#### TEXT SECTION
Skip to content

JSON

Bases: ReadOnlyFileFormat

JSON file format. support hooks

Based on Spark JSON file format.

Supports reading (but NOT writing) files with .json extension with content like:

example.json
[
    {"key": "value1"},
    {"key": "value2"}
]

Added in 0.9.0

Examples:

Note

You can pass any option mentioned in official documentation. Option names should be in camelCase!

The set of supported options depends on Spark version.

Reading files:

from onetl.file.format import JSON

json = JSON(encoding="UTF-8")
Writing files:

Warning

Not supported. Use JSONLine.

allowBackslashEscapingAnyCharacter = None class-attribute instance-attribute

If True, prefix \ can escape any character. Default False.

Note

Used only for reading files and parse_column method.

allowComments = None class-attribute instance-attribute

If True, add support for C/C++/Java style comments (//, /* */). Default False, meaning that JSON files should not contain comments.

Note

Used only for reading files and parse_column method.

allowNonNumericNumbers = None class-attribute instance-attribute

If True, allow numbers to contain non-numeric characters, like:

  • scientific notation (e.g. 12e10).
  • positive infinity floating point value (Infinity, +Infinity, +INF).
  • negative infinity floating point value (-Infinity, -INF).
  • Not-a-Number floating point value (NaN).

Default True.

Note

Used only for reading files and parse_column method.

allowNumericLeadingZeros = None class-attribute instance-attribute

If True, allow leading zeros in numbers (e.g. 00012). Default False.

Note

Used only for reading files and parse_column method.

allowSingleQuotes = None class-attribute instance-attribute

If True, allow JSON object field names to be wrapped with single quotes ('). Default True.

Note

Used only for reading files and parse_column method.

allowUnquotedControlChars = None class-attribute instance-attribute

If True, allow unquoted control characters (ASCII values 0-31) in strings without escaping them with \. Default False.

Note

Used only for reading files and parse_column method.

allowUnquotedFieldNames = None class-attribute instance-attribute

If True, allow JSON object field names without quotes (JavaScript-style). Default False.

Note

Used only for reading files and parse_column method.

columnNameOfCorruptRecord = Field(default=None, min_length=1) class-attribute instance-attribute

Name of column to put corrupt records in. Default is _corrupt_record.

Warning

If DataFrame schema is provided, this column should be added to schema explicitly:

from onetl.connection import SparkLocalFS
from onetl.file import FileDFReader
from onetl.file.format import JSON

from pyspark.sql.types import StructType, StructField, TimestampType, StringType

spark = ...

schema = StructType(
    [
        StructField("my_field", TimestampType()),
        StructField("_corrupt_record", StringType()),  # <-- important
    ]
)

json = JSON(mode="PERMISSIVE", columnNameOfCorruptRecord="_corrupt_record")

#### WORK TO COMPLETE
[A] In the JSON format documentation, what is the default value of allowSingleQuotes?
[B] Please resume the JSON format documentation after its final line.

#### INFORMATION PROVIDED
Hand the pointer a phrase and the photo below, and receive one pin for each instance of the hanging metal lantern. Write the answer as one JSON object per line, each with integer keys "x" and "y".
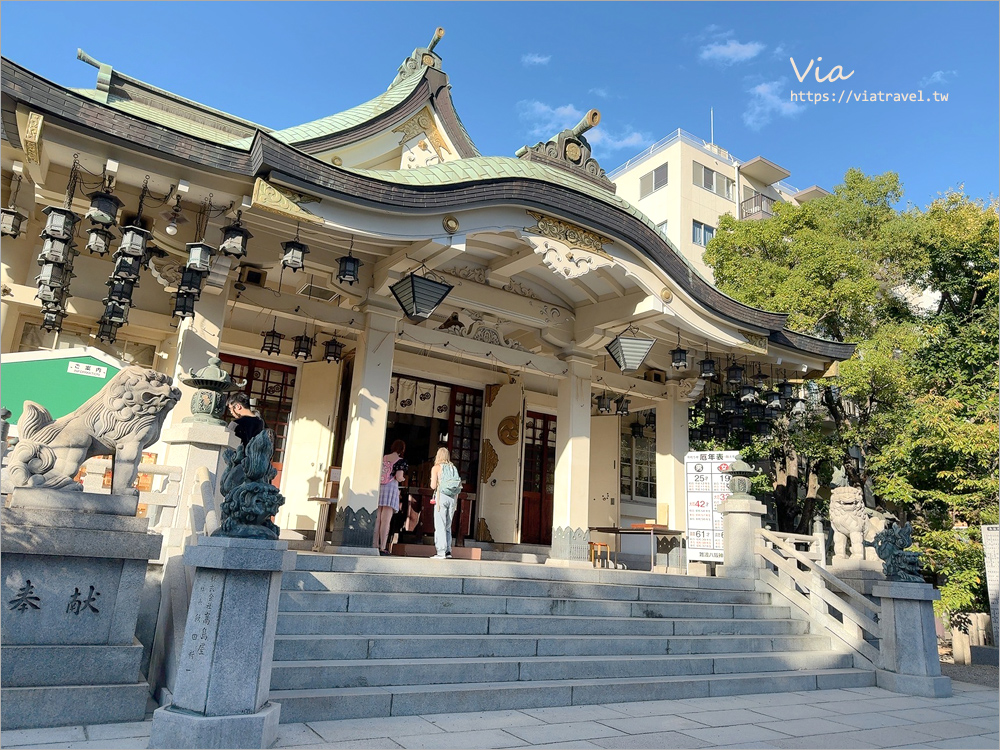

#### RESPONSES BY TASK
[A] The default is True.

[B]
reader = FileDFReader(
    connection=connection,
    format=json,
    df_schema=schema,  # < ---
)
df = reader.run(["/some/file.json"])

Note

Used only for reading files and parse_column method.

dateFormat = Field(default=None, min_length=1) class-attribute instance-attribute

String format for DateType() representation. Default is yyyy-MM-dd.

dropFieldIfAllNull = None class-attribute instance-attribute

If True and inferred column is always null or empty array, exclude if from DataFrame schema. Default False.

Note

Used only for reading files. Ignored by parse_column method.

encoding = None class-attribute instance-attribute

Encoding of the JSON file. Default UTF-8.

Note

Used only for reading and writing files.

Ignored by parse_column and serialize_column methods.

lineSep = None class-attribute instance-attribute

Character used to separate lines in the JSON file.

Defaults:

  • Try to detect for reading (\r\n, \r, \n)
  • \n for writing

Note

Used only for reading and writing files.

Ignored by parse_column and serialize_column methods, as they handle each DataFrame row separately.

locale = Field(default=None, min_length=1) class-attribute instance-attribute

Locale name used to parse dates and timestamps. Default is en-US.

Note

Used only for reading files and parse_column method.

mode = None class-attribute instance-attribute

How to handle parsing errors:

  • PERMISSIVE - set field value as null, move raw data to columnNameOfCorruptRecord column.
  • DROPMALFORMED - skip the malformed row.
  • FAILFAST - throw an error immediately.

Default is PERMISSIVE.

Note

Used only for reading files and parse_column method.

prefersDecimal = None class-attribute instance-attribute

If True, infer all floating-point values as Decimal. Default False.

Note

Used only for reading files. Ignored by parse_column method.

primitivesAsString = None class-attribute instance-attribute

If True, infer all primitive types (string, integer, float, boolean) as strings. Default False.

Note

Used only for reading files. Ignored by parse_column method.

samplingRatio = Field(default=None, ge=0, le=1) class-attribute instance-attribute

While inferring schema, read the specified fraction of file rows. Default 1.

Note

Used only for reading files. Ignored by parse_column function.

timestampFormat = Field(default=None, min_length=1) class-attribute instance-attribute

String format for TimestampType() representation. Default is yyyy-MM-dd'T'HH:mm:ss[.SSS][XXX].

timestampNTZFormat = Field(default=None, min_length=1) class-attribute instance-attribute

String format for TimestampNTZType() representation. Default is yyyy-MM-dd'T'HH:mm:ss[.SSS].

Note

Added in Spark 3.2.0

timezone = Field(default=None, min_length=1, alias='timeZone') class-attribute instance-attribute

Allows to override timezone used for parsing or serializing date and timestamp values. By default, spark.sql.session.timeZone is used.

parse_column(column, schema)

Parses a JSON string column to a structured Spark SQL column using Spark's from_json function, based on the provided schema.

Added in 0.11.0

Parameters:

  • column (str | Column) –

    The name of the column or the column object containing JSON strings/bytes to parse.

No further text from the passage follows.